> [Task details]
Output all records below verbatim.

[Records from a dataset]

______________________________

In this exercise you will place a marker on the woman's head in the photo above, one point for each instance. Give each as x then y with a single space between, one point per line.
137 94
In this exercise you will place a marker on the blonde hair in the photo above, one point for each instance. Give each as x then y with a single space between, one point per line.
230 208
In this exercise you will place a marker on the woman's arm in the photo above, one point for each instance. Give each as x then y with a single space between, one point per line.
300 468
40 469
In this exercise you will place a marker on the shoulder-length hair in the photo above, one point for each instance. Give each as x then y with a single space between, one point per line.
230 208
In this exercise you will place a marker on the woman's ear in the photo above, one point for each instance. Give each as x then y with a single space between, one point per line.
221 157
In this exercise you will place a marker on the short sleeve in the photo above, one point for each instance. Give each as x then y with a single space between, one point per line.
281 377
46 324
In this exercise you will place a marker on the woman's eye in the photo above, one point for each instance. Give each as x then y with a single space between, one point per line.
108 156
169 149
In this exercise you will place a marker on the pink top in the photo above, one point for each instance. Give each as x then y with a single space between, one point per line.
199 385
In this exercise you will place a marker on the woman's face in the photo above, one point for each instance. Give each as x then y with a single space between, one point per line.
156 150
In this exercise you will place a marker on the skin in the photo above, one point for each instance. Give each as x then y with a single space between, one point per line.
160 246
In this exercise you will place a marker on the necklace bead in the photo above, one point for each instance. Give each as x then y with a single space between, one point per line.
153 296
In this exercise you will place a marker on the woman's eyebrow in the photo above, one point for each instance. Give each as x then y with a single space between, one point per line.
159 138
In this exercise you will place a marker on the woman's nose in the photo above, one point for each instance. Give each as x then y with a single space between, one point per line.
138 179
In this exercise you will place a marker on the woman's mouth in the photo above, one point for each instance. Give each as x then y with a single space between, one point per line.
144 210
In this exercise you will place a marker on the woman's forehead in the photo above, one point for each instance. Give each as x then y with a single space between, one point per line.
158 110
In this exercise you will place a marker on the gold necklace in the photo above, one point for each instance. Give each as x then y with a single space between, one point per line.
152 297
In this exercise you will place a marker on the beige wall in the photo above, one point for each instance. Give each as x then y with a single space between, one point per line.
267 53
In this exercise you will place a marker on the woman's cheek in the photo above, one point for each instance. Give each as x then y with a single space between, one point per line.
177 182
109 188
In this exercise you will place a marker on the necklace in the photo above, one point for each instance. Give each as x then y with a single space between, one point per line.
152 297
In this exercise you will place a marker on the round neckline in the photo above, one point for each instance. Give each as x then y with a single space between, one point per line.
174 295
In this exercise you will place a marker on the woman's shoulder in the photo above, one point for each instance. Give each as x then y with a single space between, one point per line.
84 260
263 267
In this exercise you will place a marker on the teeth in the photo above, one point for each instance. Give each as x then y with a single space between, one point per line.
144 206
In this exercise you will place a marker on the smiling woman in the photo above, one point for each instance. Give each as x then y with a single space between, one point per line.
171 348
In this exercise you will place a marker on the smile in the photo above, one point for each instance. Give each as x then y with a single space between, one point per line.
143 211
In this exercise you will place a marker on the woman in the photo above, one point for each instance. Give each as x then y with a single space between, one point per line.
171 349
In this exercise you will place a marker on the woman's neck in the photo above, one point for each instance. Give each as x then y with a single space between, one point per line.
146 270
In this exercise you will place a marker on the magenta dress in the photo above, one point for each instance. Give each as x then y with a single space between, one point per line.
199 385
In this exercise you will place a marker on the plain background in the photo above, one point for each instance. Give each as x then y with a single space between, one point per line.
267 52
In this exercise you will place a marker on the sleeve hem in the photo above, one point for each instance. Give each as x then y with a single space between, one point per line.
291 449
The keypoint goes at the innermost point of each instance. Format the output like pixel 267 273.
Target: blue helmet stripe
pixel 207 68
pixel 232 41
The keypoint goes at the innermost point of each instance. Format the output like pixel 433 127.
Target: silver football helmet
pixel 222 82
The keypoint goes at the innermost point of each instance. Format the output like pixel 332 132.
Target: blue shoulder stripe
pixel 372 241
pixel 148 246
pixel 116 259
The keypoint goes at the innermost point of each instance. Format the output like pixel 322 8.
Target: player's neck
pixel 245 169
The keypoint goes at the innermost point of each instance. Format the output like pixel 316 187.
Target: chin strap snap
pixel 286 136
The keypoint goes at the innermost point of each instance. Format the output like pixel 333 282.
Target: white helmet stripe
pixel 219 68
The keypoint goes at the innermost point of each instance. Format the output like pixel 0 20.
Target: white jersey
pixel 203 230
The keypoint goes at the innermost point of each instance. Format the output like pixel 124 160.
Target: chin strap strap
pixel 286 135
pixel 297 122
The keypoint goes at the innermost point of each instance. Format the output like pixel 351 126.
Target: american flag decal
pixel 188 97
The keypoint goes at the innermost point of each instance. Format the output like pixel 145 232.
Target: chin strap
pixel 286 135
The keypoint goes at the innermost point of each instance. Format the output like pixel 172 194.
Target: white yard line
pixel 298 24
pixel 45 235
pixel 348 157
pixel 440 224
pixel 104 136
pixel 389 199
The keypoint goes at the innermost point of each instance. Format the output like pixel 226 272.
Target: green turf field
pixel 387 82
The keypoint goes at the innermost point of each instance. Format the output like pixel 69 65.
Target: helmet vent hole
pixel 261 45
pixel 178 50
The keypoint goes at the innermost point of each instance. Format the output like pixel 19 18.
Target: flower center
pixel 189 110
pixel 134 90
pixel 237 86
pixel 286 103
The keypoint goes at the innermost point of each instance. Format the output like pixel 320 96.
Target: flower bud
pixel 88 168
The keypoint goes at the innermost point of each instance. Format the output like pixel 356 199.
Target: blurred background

______________________________

> [Task response]
In this exercise you will place a marker on the woman's head in the photo above, one point for each instance. Give each as x then y with a single space between, one point per line.
137 94
In this exercise you will place a marker on the blonde hair in the photo above, one point for each instance. Give each as x then y with a single space between, one point per line.
230 208
In this exercise you will place a marker on the woman's arm in the photo above, one point for each instance. Give each as x then y with a single space between, one point per line.
300 468
40 469
In this exercise you will place a marker on the shoulder-length hair in the photo above, one point for each instance. Give each as x then y with a single space between, one point per line.
230 208
In this exercise you will place a marker on the woman's ear in the photo above, one point for each instance. Give each as x then y with a single space between, one point per line.
221 157
In this exercise you will place a marker on the short sleeve in the photo above, one point for each instance. Give each as x then y with a single space between, one point per line.
281 377
46 324
In this exercise you will place a marker on the woman's eye in the photo above, one point for each instance. Give each as x then y with a single space between, one point per line.
108 156
169 149
In this exercise you will place a marker on the pink top in the photo above, one point for each instance. Give each as x then y with a single space between, one point per line.
199 385
In this exercise you will place a marker on the woman's face in the photo above, one point for each instance. Give each as x then y with a single space between, one point per line.
156 150
In this exercise you will place a marker on the skin in the photo above, one point for each instance. Give each as x then y with a single space between, one point per line.
160 246
In this exercise you will place a marker on the necklace bead in the photo above, one point for each instance. Give each as x then y with a single space between, one point per line.
153 296
In this exercise you will place a marker on the woman's eyebrow in the photo above, one point for each instance. Give each as x then y with a single space between, one point per line.
159 138
In this exercise you will place a marker on the woman's nose in the photo above, one point for each instance. Give each as x then y with a single space between, one point per line.
138 179
In this exercise you will place a marker on the woman's mouth in the photo above, one point for each instance. Give each as x then y with a single space between, one point per line.
144 210
In this exercise you will place a marker on the woman's forehead in the photo above, one point for each instance. Give each as x then y with a single space between, one point per line.
158 110
In this exercise you will place a marker on the gold necklace in the photo above, one point for each instance. Give each as x then y with a single space between, one point per line.
152 297
In this exercise you will place a marker on the beige wall in the photo above, one point for each instance. Give each as x then y with a single space between, one point per line.
267 53
In this exercise you will place a marker on the woman's cheek in the photo above, one point for each instance. Give each as x then y with a single space between, one point per line.
177 182
109 188
In this exercise you will place a marker on the necklace in the photo above, one point for each instance. Give each as x then y with a single space between, one point per line.
152 297
In this exercise you will place a marker on the round neckline in the photo above, one point for each instance. Give each as x then y with a single space between, one point per line.
174 295
In this exercise you will place a marker on the woman's shoulder in the photo above, one point for each instance. Give each as x then y with a single space between, one point per line.
84 260
263 267
In this exercise you will place a marker on the teeth in the photo above, one point for each instance. Give each as x then y with a single space between, one point per line.
144 206
In this exercise you will place a marker on the smiling woman in the photo above, one point for each instance. Give each as x then y with a single space between, one point per line.
171 348
In this exercise you will place a marker on the smile in the photo above, one point for each instance. Give each as x then y with a single space between, one point per line.
143 211
In this exercise you will place a marker on the woman in the photo above, one point for each instance. Give each as x then y with a single space between, one point per line.
171 349
In this exercise you will place a marker on the woman's neck in the photo above, one point for each instance. Give each as x then y with a single space between, one point per line.
146 270
In this exercise you will place a marker on the magenta dress in the photo above, one point for each instance. Give each as x then y with a single space between, one point per line.
199 385
In this exercise you will place a marker on the plain background in the photo above, one point for each instance. Give each as x then y with a single space between, one point per line.
267 52
In this exercise you will place a marker on the sleeve hem in the photo above, one point for each instance. Give each as x then y with a single space between, one point per line.
291 449
The keypoint goes at the innermost point of each instance. Format the output like pixel 267 273.
Target: blue helmet stripe
pixel 207 68
pixel 232 41
The keypoint goes at the innermost point of each instance. Format the output like pixel 433 127.
Target: silver football helmet
pixel 222 82
The keypoint goes at the innermost point of each instance. Format the output like pixel 332 132.
Target: blue shoulder stripe
pixel 372 241
pixel 148 246
pixel 116 259
The keypoint goes at the innermost point of each instance. Format the output like pixel 322 8.
Target: player's neck
pixel 245 169
The keypoint goes at the innermost point of each instance. Format the output like pixel 316 187.
Target: chin strap snap
pixel 286 136
The keypoint goes at the innermost point of each instance. Format the output like pixel 333 282.
Target: white helmet stripe
pixel 219 68
The keypoint goes at the innermost point of each instance. Format the output like pixel 0 20.
Target: white jersey
pixel 203 230
The keypoint goes at the innermost point of each instance. Format the output like pixel 124 160.
Target: chin strap strap
pixel 286 135
pixel 297 122
The keypoint goes at the innermost point of each instance. Format the output like pixel 351 126.
Target: american flag decal
pixel 188 97
The keypoint goes at the innermost point of each instance. Format the output like pixel 145 232.
Target: chin strap
pixel 286 135
The keypoint goes at the innermost point of each instance. Format the output like pixel 172 194.
Target: white yard line
pixel 298 24
pixel 45 235
pixel 348 157
pixel 440 224
pixel 104 136
pixel 389 199
The keypoint goes at the innermost point of each instance. Format the output like pixel 226 272.
Target: green turf field
pixel 387 82
The keypoint goes at the innermost point of each instance. Format the output like pixel 69 65.
Target: helmet vent hole
pixel 261 45
pixel 178 50
The keypoint goes at the innermost point of each instance. Format the output like pixel 19 18.
Target: flower center
pixel 189 110
pixel 134 90
pixel 237 86
pixel 286 103
The keypoint goes at the innermost point of each instance. Format the output like pixel 320 96.
Target: flower bud
pixel 88 168
The keypoint goes at the innermost point of each instance. Format the output like pixel 356 199.
Target: blurred background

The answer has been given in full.